Een concurrentiebeding moet in de regel worden uitgelegd naar de zin die
partijen daaraan in de omstandigheden van het betreffende geval mochten
toekennen en naar hetgeen zij van elkaar mochten verwachten. Maar als
partijen over het concurrentiebeding helemaal niet onderhandeld of
gesproken hebben, dan komt het aan op de zuiver taalkundige bewoordingen
van het beding en komen onduidelijkheden voor rekening van de
werkgever.
Dat besliste de kantonrechter in Groningen in een kort geding dat een
horecagroothandel had aangespannen tegen een ex-werkneemster. Die
werkneemster was werkzaam geweest als medewerkster verkoop binnendienst
en had een concurrentiebeding getekend dat haar verbood binnen een
bepaald gebied een onderneming uit te oefenen of daarbij werkzaam te
zijn. Vervolgens ging de werkneemster werken bij een concurrent buiten
dat gebied, maar benaderde zij twee klanten van de horecagroothandel die
binnen dat gebied waren gevestigd. De horeca-groothandel vorderde
daarop een bedrag van € 5.000 wegens verbeurde boetes en een
rechter-lijk verbod op verbeurte van een dwangsom om het
concurrentiebeding verder te overtreden. Volgens de horecagroothandel
viel het werken voor klanten binnen dat gebied ook onder de werking van
het concurrentiebeding. De ex-werkneemster betwistte dat.

--------

Opdrachten:
a) Welk bedrag eiste de horecagroothandel in het tekstfragment over het concurrentiebeding wegens verbeurde boetes?
b) Zet alle regels van de records hieronder om in een JSON-lijst van strings, met één string per regel en zonder lege regels.

--------

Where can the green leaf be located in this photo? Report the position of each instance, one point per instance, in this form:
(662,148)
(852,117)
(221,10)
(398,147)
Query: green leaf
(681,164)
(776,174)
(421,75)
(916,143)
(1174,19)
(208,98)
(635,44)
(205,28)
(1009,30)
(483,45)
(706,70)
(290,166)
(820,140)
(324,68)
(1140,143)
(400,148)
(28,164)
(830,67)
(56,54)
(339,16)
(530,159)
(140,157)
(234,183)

--------

Resultaten:
a) Een bedrag van € 5.000.

b)
[
  "Where can the green leaf be located in this photo? Report the position of each instance, one point per instance, in this form:",
  "(662,148)",
  "(852,117)",
  "(221,10)",
  "(398,147)",
  "Query: green leaf",
  "(681,164)",
  "(776,174)",
  "(421,75)",
  "(916,143)",
  "(1174,19)",
  "(208,98)",
  "(635,44)",
  "(205,28)",
  "(1009,30)",
  "(483,45)",
  "(706,70)",
  "(290,166)",
  "(820,140)",
  "(324,68)",
  "(1140,143)",
  "(400,148)",
  "(28,164)",
  "(830,67)",
  "(56,54)",
  "(339,16)",
  "(530,159)",
  "(140,157)",
  "(234,183)"
]